* EXTRACTED DATA:
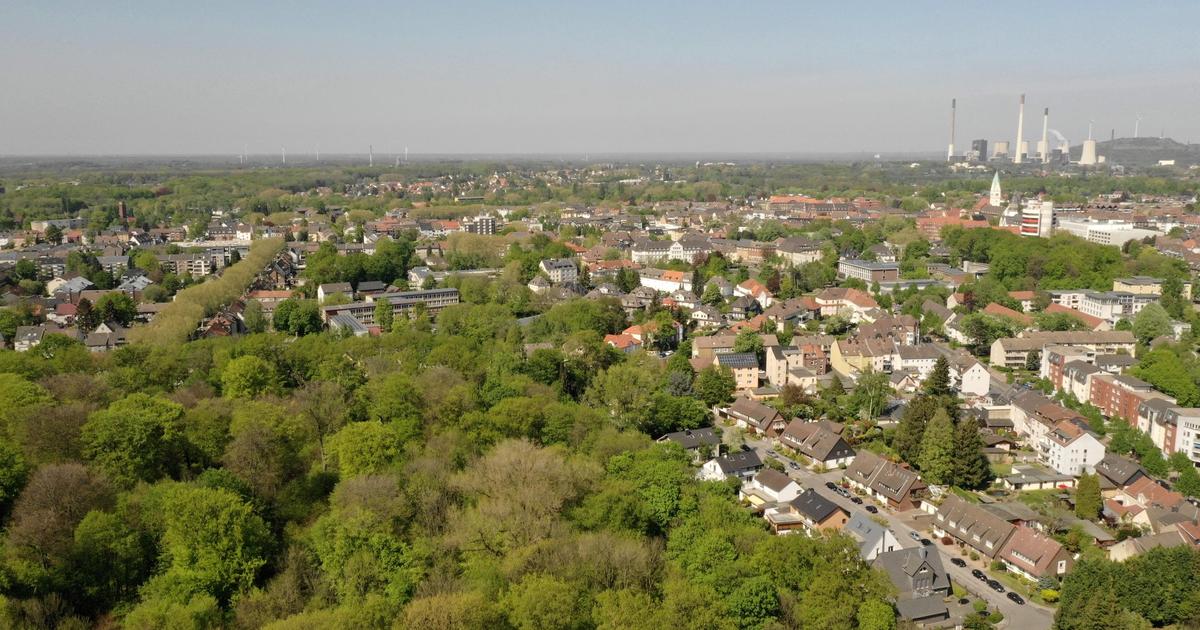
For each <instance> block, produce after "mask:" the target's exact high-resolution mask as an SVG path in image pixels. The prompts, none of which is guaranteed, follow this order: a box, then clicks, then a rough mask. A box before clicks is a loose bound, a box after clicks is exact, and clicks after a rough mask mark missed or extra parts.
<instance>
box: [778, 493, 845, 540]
mask: <svg viewBox="0 0 1200 630" xmlns="http://www.w3.org/2000/svg"><path fill="white" fill-rule="evenodd" d="M763 517H764V518H767V522H768V523H769V524H770V529H772V530H773V532H775V533H776V534H790V533H792V532H794V530H797V529H803V530H808V532H809V533H812V534H817V533H820V532H827V530H839V529H841V528H842V527H844V526H845V524H846V522H847V521H850V514H848V512H847V511H846V510H845V509H842V508H841V506H840V505H838V504H836V503H834V502H832V500H829V499H827V498H824V497H822V496H821V494H818V493H817V492H816V491H815V490H812V488H809V490H805V491H804V492H802V493H800V496H798V497H797V498H794V499H792V500H791V502H787V503H784V504H780V505H776V506H773V508H768V509H767V510H766V511H764V512H763Z"/></svg>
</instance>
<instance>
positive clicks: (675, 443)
mask: <svg viewBox="0 0 1200 630" xmlns="http://www.w3.org/2000/svg"><path fill="white" fill-rule="evenodd" d="M656 442H672V443H674V444H678V445H679V446H680V448H682V449H683V450H685V451H688V452H689V454H690V455H691V456H692V460H694V461H701V460H702V458H708V456H710V455H712V454H715V452H718V451H719V450H720V446H721V437H720V436H718V434H716V431H715V430H714V428H713V427H702V428H685V430H683V431H676V432H674V433H667V434H665V436H662V437H660V438H659V439H658V440H656Z"/></svg>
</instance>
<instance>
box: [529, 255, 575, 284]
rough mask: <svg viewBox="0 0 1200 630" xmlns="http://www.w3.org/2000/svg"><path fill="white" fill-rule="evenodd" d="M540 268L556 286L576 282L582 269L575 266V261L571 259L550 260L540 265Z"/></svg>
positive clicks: (540, 263) (539, 265)
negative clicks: (577, 277)
mask: <svg viewBox="0 0 1200 630" xmlns="http://www.w3.org/2000/svg"><path fill="white" fill-rule="evenodd" d="M538 266H539V269H541V271H542V272H544V274H546V277H548V278H550V281H551V282H552V283H554V284H562V283H564V282H575V280H576V278H577V277H578V276H580V269H578V268H577V266H575V260H572V259H570V258H550V259H546V260H542V262H541V263H539V265H538Z"/></svg>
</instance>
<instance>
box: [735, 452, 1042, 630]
mask: <svg viewBox="0 0 1200 630" xmlns="http://www.w3.org/2000/svg"><path fill="white" fill-rule="evenodd" d="M746 444H748V445H749V446H750V448H752V449H754V450H755V451H757V452H758V456H760V457H762V458H763V460H766V458H767V457H768V455H767V450H768V449H772V448H773V446H774V445H773V444H770V443H769V442H767V440H755V439H751V438H750V437H749V436H748V437H746ZM780 458H782V456H780ZM784 461H786V458H785V460H784ZM787 474H788V476H791V478H792V479H794V480H796V481H797V482H798V484H800V485H802V486H804V487H805V488H812V490H815V491H817V493H820V494H821V496H822V497H824V498H827V499H829V500H832V502H834V503H836V504H838V505H841V506H842V508H845V509H846V510H847V511H848V512H850V514H854V512H859V511H864V510H863V506H862V505H856V504H854V503H853V502H851V500H850V499H847V498H845V497H842V496H841V494H838V493H836V492H833V491H832V490H829V488H828V487H826V485H824V484H826V481H834V482H836V481H839V480H841V470H830V472H828V473H821V474H817V473H814V472H811V470H809V469H808V468H800V469H799V470H793V469H791V468H788V469H787ZM864 500H866V499H864ZM876 506H877V508H880V512H878V515H877V516H881V517H883V518H884V520H886V521H887V522H888V527H889V528H890V529H892V532H893V533H894V534H895V536H896V540H899V541H900V545H901V546H902V547H916V546H918V545H919V544H918V542H916V541H914V540H912V538H911V536H910V533H911V532H913V528H912V527H910V526H908V523H907V522H905V520H904V518H902V517H901V516H900V515H898V514H896V512H894V511H892V510H889V509H887V508H881V506H878V505H876ZM917 514H924V512H920V511H916V510H914V511H913V512H908V515H910V517H912V516H913V515H917ZM918 534H922V535H924V536H925V538H929V536H928V535H926V534H925V533H924V532H918ZM934 547H935V548H936V550H937V552H938V553H940V554H941V556H942V566H944V568H946V570H947V571H948V572H949V574H950V578H952V581H953V582H954V583H958V584H959V586H961V587H964V588H966V589H967V590H968V592H971V594H972V595H974V596H977V598H980V599H983V600H985V601H986V602H988V604H989V605H991V606H992V607H994V608H1000V612H1002V613H1004V619H1006V623H1007V624H1008V626H1009V628H1014V629H1020V630H1039V629H1046V628H1050V625H1051V622H1052V620H1054V611H1051V610H1050V608H1046V607H1044V606H1039V605H1036V604H1032V602H1026V605H1024V606H1019V605H1016V604H1014V602H1013V601H1012V600H1009V599H1008V598H1007V596H1004V595H1003V594H1000V593H996V592H995V590H992V589H990V588H988V586H986V584H984V583H983V582H980V581H979V580H977V578H974V577H973V576H972V575H971V568H970V566H967V568H965V569H962V568H959V566H954V565H953V564H950V558H958V557H960V556H959V554H958V553H954V554H953V556H952V554H950V553H948V552H947V547H943V546H942V545H937V544H935V545H934ZM950 548H956V547H950Z"/></svg>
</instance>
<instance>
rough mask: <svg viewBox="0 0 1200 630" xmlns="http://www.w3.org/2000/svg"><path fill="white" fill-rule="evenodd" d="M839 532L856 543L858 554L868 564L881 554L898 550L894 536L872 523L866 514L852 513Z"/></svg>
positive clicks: (879, 526)
mask: <svg viewBox="0 0 1200 630" xmlns="http://www.w3.org/2000/svg"><path fill="white" fill-rule="evenodd" d="M841 530H842V533H844V534H847V535H850V536H851V538H853V539H854V540H856V541H858V554H859V556H860V557H862V558H863V559H864V560H868V562H870V560H874V559H875V558H876V557H877V556H880V554H881V553H887V552H889V551H895V550H898V548H900V541H899V540H896V535H895V534H894V533H893V532H892V530H890V529H888V528H887V527H886V526H882V524H880V523H877V522H875V521H872V520H871V517H870V516H868V515H866V512H854V515H853V516H851V517H850V521H847V522H846V526H845V527H842V528H841Z"/></svg>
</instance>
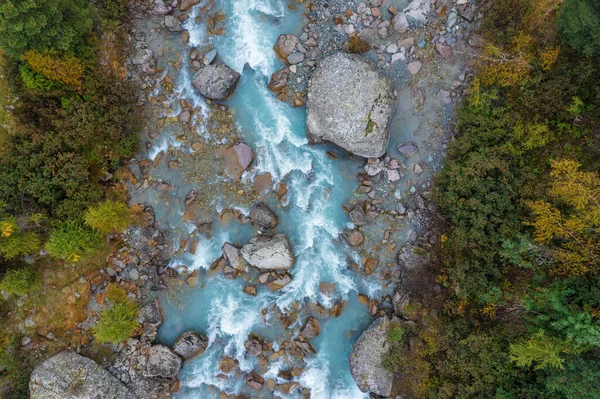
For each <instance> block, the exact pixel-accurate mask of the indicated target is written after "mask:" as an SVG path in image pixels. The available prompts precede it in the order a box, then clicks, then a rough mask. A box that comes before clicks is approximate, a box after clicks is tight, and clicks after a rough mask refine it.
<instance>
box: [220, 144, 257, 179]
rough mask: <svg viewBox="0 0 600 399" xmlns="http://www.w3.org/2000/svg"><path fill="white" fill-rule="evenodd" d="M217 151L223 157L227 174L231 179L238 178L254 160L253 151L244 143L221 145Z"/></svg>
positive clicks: (253, 153) (242, 173)
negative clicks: (234, 144) (232, 145)
mask: <svg viewBox="0 0 600 399" xmlns="http://www.w3.org/2000/svg"><path fill="white" fill-rule="evenodd" d="M218 153H219V155H220V156H221V157H223V158H224V159H225V168H226V169H227V174H228V175H229V177H231V178H233V179H239V178H240V177H242V174H243V173H244V171H245V170H246V169H248V167H249V166H250V164H251V163H252V161H253V160H254V152H253V151H252V148H250V147H249V146H248V145H246V144H244V143H239V144H236V145H234V146H221V147H219V149H218Z"/></svg>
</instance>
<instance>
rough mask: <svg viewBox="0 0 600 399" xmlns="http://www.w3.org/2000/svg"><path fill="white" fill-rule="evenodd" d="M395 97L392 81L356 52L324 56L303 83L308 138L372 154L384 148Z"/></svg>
mask: <svg viewBox="0 0 600 399" xmlns="http://www.w3.org/2000/svg"><path fill="white" fill-rule="evenodd" d="M396 101H397V93H396V89H395V88H394V85H393V83H392V82H391V81H390V79H389V78H387V77H385V76H384V75H383V74H381V73H379V72H378V71H377V69H376V68H375V67H374V66H373V65H372V64H370V63H369V62H367V61H365V60H364V59H363V58H361V57H360V56H357V55H351V54H344V53H338V54H334V55H332V56H329V57H327V58H325V59H324V60H323V61H321V63H320V64H319V66H318V67H317V68H316V69H315V71H314V72H313V73H312V75H311V78H310V82H309V85H308V101H307V121H306V129H307V135H308V139H309V140H310V142H311V143H320V142H323V141H328V142H332V143H334V144H336V145H338V146H340V147H342V148H344V149H345V150H347V151H349V152H351V153H353V154H355V155H359V156H362V157H365V158H378V157H380V156H382V155H383V154H384V153H385V151H386V149H387V145H388V142H389V124H390V119H391V118H392V115H393V113H394V109H395V106H396Z"/></svg>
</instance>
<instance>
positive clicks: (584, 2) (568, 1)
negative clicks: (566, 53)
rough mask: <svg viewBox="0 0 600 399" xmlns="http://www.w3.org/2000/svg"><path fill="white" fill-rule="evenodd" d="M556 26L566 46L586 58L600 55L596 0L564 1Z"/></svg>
mask: <svg viewBox="0 0 600 399" xmlns="http://www.w3.org/2000/svg"><path fill="white" fill-rule="evenodd" d="M558 24H559V26H560V29H561V34H562V35H561V36H562V39H563V40H564V42H565V43H566V44H567V45H569V46H571V47H573V48H574V49H576V50H577V51H579V52H580V53H582V54H584V55H587V56H593V55H599V54H600V2H598V0H565V3H564V7H563V10H562V12H561V14H560V18H559V21H558Z"/></svg>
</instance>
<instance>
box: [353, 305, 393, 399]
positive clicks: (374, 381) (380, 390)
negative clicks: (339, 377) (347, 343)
mask: <svg viewBox="0 0 600 399" xmlns="http://www.w3.org/2000/svg"><path fill="white" fill-rule="evenodd" d="M396 323H397V320H390V319H388V318H387V317H385V316H384V317H381V318H379V319H377V320H375V321H374V322H373V324H371V326H370V327H369V328H368V329H367V330H366V331H365V332H363V333H362V335H361V336H360V338H359V339H358V341H356V343H355V344H354V347H353V348H352V352H351V353H350V358H349V359H348V362H349V363H350V373H351V374H352V378H354V381H355V382H356V385H358V387H359V388H360V390H361V391H363V392H372V393H374V394H376V395H379V396H384V397H388V396H390V395H391V392H392V383H393V381H394V374H393V373H391V372H389V371H387V370H386V369H385V368H384V367H383V358H384V357H385V355H386V354H387V353H388V351H389V349H390V343H389V342H388V332H389V330H390V328H392V327H393V326H394V325H395V324H396Z"/></svg>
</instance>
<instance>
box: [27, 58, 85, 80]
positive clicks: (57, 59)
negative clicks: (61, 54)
mask: <svg viewBox="0 0 600 399" xmlns="http://www.w3.org/2000/svg"><path fill="white" fill-rule="evenodd" d="M22 58H23V60H24V61H26V62H27V65H28V66H29V68H30V69H31V70H32V71H33V72H35V73H39V74H40V75H42V76H44V77H45V78H47V79H50V80H54V81H55V82H60V83H64V84H65V85H68V86H73V87H79V86H81V83H82V80H83V73H84V71H85V67H84V66H83V63H82V62H81V61H80V60H79V59H78V58H75V57H71V56H69V55H66V54H65V55H59V54H58V53H57V52H56V51H52V50H51V51H46V52H44V53H43V54H42V53H39V52H37V51H35V50H29V51H27V52H25V53H24V54H23V56H22Z"/></svg>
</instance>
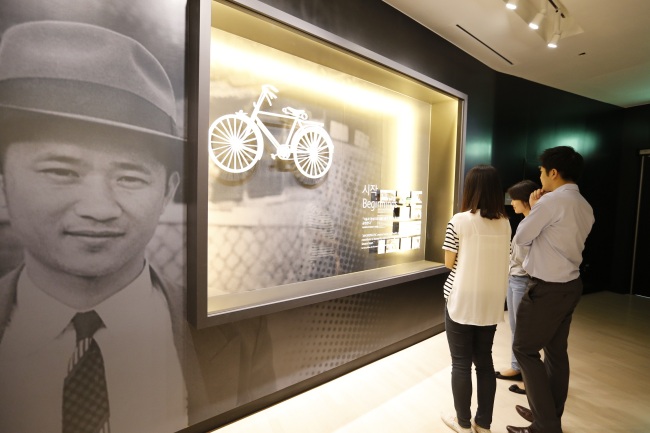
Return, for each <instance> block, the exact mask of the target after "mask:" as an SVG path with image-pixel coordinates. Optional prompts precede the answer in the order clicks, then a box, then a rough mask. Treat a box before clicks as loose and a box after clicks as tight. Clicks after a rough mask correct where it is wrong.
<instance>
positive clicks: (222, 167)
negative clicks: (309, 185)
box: [208, 84, 334, 179]
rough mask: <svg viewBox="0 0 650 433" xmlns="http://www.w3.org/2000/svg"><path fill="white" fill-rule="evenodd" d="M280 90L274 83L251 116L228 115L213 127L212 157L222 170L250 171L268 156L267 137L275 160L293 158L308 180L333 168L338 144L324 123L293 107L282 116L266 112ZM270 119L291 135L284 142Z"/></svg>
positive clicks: (209, 144)
mask: <svg viewBox="0 0 650 433" xmlns="http://www.w3.org/2000/svg"><path fill="white" fill-rule="evenodd" d="M276 92H278V90H277V89H276V88H275V87H273V86H272V85H270V84H265V85H263V86H262V93H261V94H260V96H259V98H258V99H257V101H256V102H253V107H254V109H253V112H252V113H251V115H250V116H249V115H248V114H246V113H244V111H243V110H239V111H238V112H236V113H234V114H224V115H223V116H221V117H219V118H217V119H216V120H215V121H214V122H212V124H211V125H210V130H209V136H210V140H209V144H208V145H209V148H210V158H211V159H212V161H213V162H214V163H215V164H216V165H217V166H218V167H219V168H220V169H222V170H224V171H226V172H229V173H243V172H245V171H248V170H250V169H251V168H252V167H253V166H254V165H255V163H257V161H259V160H260V159H261V158H262V154H263V153H264V147H265V145H264V137H265V136H266V138H267V140H268V141H270V142H271V144H272V145H273V147H275V149H276V152H277V153H275V154H273V153H272V154H271V157H272V158H274V159H275V158H276V157H277V158H280V159H281V160H285V161H286V160H290V159H293V162H294V163H295V166H296V170H297V172H298V173H300V176H304V178H308V179H319V178H321V177H323V176H324V175H325V174H326V173H327V171H328V170H329V168H330V167H331V165H332V155H333V152H334V145H333V143H332V139H331V138H330V136H329V134H328V133H327V131H325V129H324V128H323V124H322V123H320V122H315V121H312V120H308V119H309V115H308V114H307V113H306V112H305V111H304V110H299V109H295V108H292V107H284V108H282V113H273V112H270V111H264V110H262V105H263V104H264V101H266V102H268V104H269V105H270V106H272V105H273V103H272V100H273V99H276V98H277V96H276ZM260 116H266V117H271V118H276V119H282V121H280V122H278V123H280V126H282V128H283V131H288V132H287V137H286V140H285V141H284V142H283V143H280V141H279V140H278V138H276V136H274V135H273V133H272V132H271V130H270V129H269V127H268V126H267V125H266V124H265V123H264V120H263V117H260ZM289 124H290V125H289Z"/></svg>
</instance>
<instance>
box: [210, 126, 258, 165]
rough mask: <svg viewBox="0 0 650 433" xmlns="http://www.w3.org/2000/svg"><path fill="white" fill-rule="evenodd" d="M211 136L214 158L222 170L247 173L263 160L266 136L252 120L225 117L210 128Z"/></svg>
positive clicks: (214, 160)
mask: <svg viewBox="0 0 650 433" xmlns="http://www.w3.org/2000/svg"><path fill="white" fill-rule="evenodd" d="M209 135H210V143H209V151H210V159H212V161H213V162H214V163H215V164H217V166H219V168H221V169H222V170H225V171H227V172H229V173H243V172H245V171H247V170H250V169H251V168H252V167H253V166H254V165H255V163H256V162H257V161H258V160H259V159H260V158H262V152H263V151H264V142H263V139H262V133H261V131H260V129H259V128H258V127H257V125H255V123H254V122H253V121H252V120H251V119H250V118H249V117H246V116H242V115H237V114H226V115H225V116H221V117H219V118H218V119H217V120H215V121H214V122H212V125H210V130H209Z"/></svg>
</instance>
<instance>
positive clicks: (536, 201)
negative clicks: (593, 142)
mask: <svg viewBox="0 0 650 433" xmlns="http://www.w3.org/2000/svg"><path fill="white" fill-rule="evenodd" d="M540 160H541V167H540V180H541V182H542V188H541V189H539V190H537V191H534V192H533V193H532V194H531V196H530V205H531V211H530V214H529V215H528V217H526V218H525V219H524V220H523V221H521V222H520V223H519V227H518V229H517V234H516V235H515V237H514V239H513V242H514V243H515V244H516V245H517V246H525V247H530V250H529V253H528V255H527V257H526V259H525V260H524V263H523V268H524V269H525V270H526V272H527V273H528V275H530V277H531V281H530V282H529V284H528V289H527V292H526V294H525V295H524V297H523V299H522V301H521V303H520V305H519V310H518V311H517V325H516V330H515V337H514V342H513V351H514V353H515V356H516V358H517V361H518V362H519V365H520V367H521V372H522V375H523V379H524V383H525V385H526V395H527V397H528V402H529V403H530V410H529V409H527V408H525V407H522V406H517V407H516V409H517V412H518V413H519V414H520V415H521V416H522V417H523V418H525V419H526V420H527V421H529V422H530V423H531V425H530V426H528V427H512V426H507V430H508V432H509V433H561V432H562V424H561V418H562V414H563V412H564V404H565V402H566V398H567V393H568V388H569V357H568V354H567V340H568V337H569V329H570V325H571V318H572V315H573V311H574V310H575V307H576V305H577V304H578V302H579V300H580V296H581V294H582V281H581V280H580V270H579V266H580V263H581V262H582V251H583V249H584V245H585V240H586V239H587V236H588V235H589V232H590V231H591V227H592V226H593V224H594V215H593V211H592V208H591V206H590V205H589V203H587V201H586V200H585V199H584V197H582V195H581V194H580V191H579V189H578V186H577V185H576V182H577V181H578V179H579V178H580V175H581V174H582V170H583V158H582V156H581V155H580V154H579V153H577V152H576V151H575V150H574V149H573V148H571V147H567V146H559V147H554V148H550V149H546V150H545V151H544V152H543V153H542V155H541V156H540ZM541 350H543V351H544V361H542V360H541V357H540V351H541Z"/></svg>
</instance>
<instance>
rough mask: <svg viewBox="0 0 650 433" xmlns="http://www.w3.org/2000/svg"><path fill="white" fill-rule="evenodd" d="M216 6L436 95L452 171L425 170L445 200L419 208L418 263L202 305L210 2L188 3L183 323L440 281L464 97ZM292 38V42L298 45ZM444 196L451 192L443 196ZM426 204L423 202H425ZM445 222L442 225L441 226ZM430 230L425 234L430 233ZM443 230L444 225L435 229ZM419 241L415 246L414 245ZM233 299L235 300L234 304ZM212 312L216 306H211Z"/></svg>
mask: <svg viewBox="0 0 650 433" xmlns="http://www.w3.org/2000/svg"><path fill="white" fill-rule="evenodd" d="M217 3H218V4H221V5H225V6H228V7H232V8H237V9H239V10H241V11H243V12H245V13H249V14H252V15H254V16H256V17H259V19H260V20H271V21H272V22H274V23H277V24H278V25H280V26H285V27H288V28H290V29H292V30H294V31H295V32H296V33H297V34H298V35H300V36H304V37H310V38H316V39H318V40H319V41H321V42H322V43H323V44H328V45H330V46H333V47H336V48H337V49H340V50H343V51H345V52H346V53H349V55H350V56H356V57H359V58H363V59H365V60H367V61H368V62H370V63H373V64H376V65H380V66H381V67H382V68H386V69H387V70H390V71H393V72H394V73H395V74H399V75H401V76H406V77H409V78H411V79H413V80H414V81H417V82H418V83H421V84H423V85H425V86H428V87H430V88H432V89H434V90H436V91H437V92H440V93H441V94H444V95H446V96H448V97H451V98H453V99H454V100H455V101H457V112H456V113H454V114H455V116H456V120H455V126H453V128H455V131H454V132H455V134H456V140H455V149H454V152H455V157H454V158H453V167H446V166H445V167H443V166H444V165H446V163H445V162H439V161H434V160H433V159H431V160H430V161H429V164H430V167H429V170H437V169H439V170H441V171H445V172H448V173H449V175H448V176H447V177H446V179H447V181H446V183H445V182H443V183H440V182H438V181H435V182H434V181H433V180H432V179H431V178H430V179H429V191H430V193H429V196H431V194H432V193H431V191H434V190H437V189H440V188H444V189H445V191H446V195H447V196H449V197H451V199H449V200H448V201H447V202H446V203H445V204H440V203H439V201H436V200H427V203H426V209H425V213H426V211H427V210H428V212H429V213H431V214H435V215H436V216H437V217H438V218H436V220H437V222H436V224H437V227H434V226H431V224H430V223H429V222H427V221H425V225H426V226H427V235H426V240H425V239H424V236H423V240H422V245H423V246H424V248H425V254H424V259H423V260H416V261H407V262H405V263H398V264H395V265H392V266H387V267H383V268H378V269H372V270H369V271H363V272H355V273H350V274H345V275H336V276H332V277H327V278H320V279H314V280H310V281H300V282H296V283H291V284H286V285H283V286H282V296H278V294H277V292H275V293H271V292H269V291H267V290H262V291H257V292H244V293H241V294H238V295H237V296H236V297H229V298H228V300H225V301H224V299H217V300H215V299H209V297H208V265H207V260H208V232H207V231H208V199H207V198H208V183H207V179H208V176H209V174H208V163H207V162H206V161H208V160H209V155H208V147H207V146H206V145H203V144H202V143H207V142H208V141H209V138H208V128H209V124H210V119H209V98H210V43H211V39H210V38H211V26H212V21H211V17H212V4H213V1H211V0H191V1H189V2H188V20H189V22H188V29H189V31H188V41H189V48H188V68H187V73H188V79H187V82H188V83H189V84H188V86H189V88H188V89H187V95H188V121H187V125H188V155H187V158H186V160H187V167H186V173H187V176H186V179H187V191H186V195H187V197H188V199H187V202H188V208H187V212H188V228H187V272H188V275H187V281H188V284H187V287H188V292H187V315H188V321H189V322H190V323H191V324H192V325H193V326H195V327H197V328H205V327H209V326H214V325H219V324H222V323H226V322H231V321H237V320H242V319H246V318H250V317H255V316H258V315H262V314H270V313H274V312H278V311H282V310H286V309H289V308H296V307H300V306H304V305H309V304H313V303H318V302H323V301H327V300H330V299H335V298H339V297H344V296H350V295H353V294H356V293H361V292H365V291H369V290H376V289H379V288H382V287H386V286H391V285H397V284H401V283H404V282H407V281H412V280H415V279H420V278H426V277H429V276H432V275H437V274H441V273H445V272H447V271H448V269H446V268H444V266H443V265H442V263H441V262H442V259H441V255H440V254H441V253H440V252H439V251H438V250H439V249H440V245H441V244H442V236H443V235H444V233H443V231H444V230H441V229H440V224H442V223H441V220H442V219H445V218H446V219H448V217H450V216H451V214H452V213H453V211H455V209H456V207H457V203H458V192H459V191H460V189H461V187H462V177H461V175H462V173H463V159H464V158H463V149H464V139H465V132H464V131H465V119H466V110H467V96H466V95H465V94H463V93H461V92H459V91H457V90H455V89H453V88H451V87H449V86H446V85H444V84H442V83H439V82H437V81H436V80H433V79H431V78H430V77H427V76H425V75H422V74H420V73H418V72H417V71H414V70H412V69H409V68H407V67H405V66H403V65H400V64H398V63H396V62H394V61H392V60H390V59H387V58H385V57H383V56H381V55H379V54H377V53H374V52H371V51H369V50H367V49H365V48H363V47H361V46H359V45H357V44H354V43H352V42H350V41H346V40H344V39H342V38H340V37H338V36H336V35H334V34H331V33H329V32H327V31H325V30H323V29H320V28H318V27H315V26H313V25H311V24H309V23H306V22H304V21H301V20H299V19H297V18H295V17H292V16H290V15H288V14H286V13H284V12H282V11H279V10H277V9H275V8H273V7H270V6H269V5H267V4H265V3H262V2H259V1H257V0H237V1H226V0H218V1H217ZM300 36H299V37H300ZM449 191H451V192H449ZM429 198H431V197H429ZM446 222H447V221H446V220H445V221H444V224H446ZM430 226H431V227H430ZM443 227H444V225H443ZM418 239H419V238H418ZM235 298H236V299H235ZM215 304H218V306H215Z"/></svg>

* YOUR ASSIGNMENT: The reply should consist of one number, the count of lines above with the string "each" in them.

* RESPONSE FOR THIS EXERCISE: 3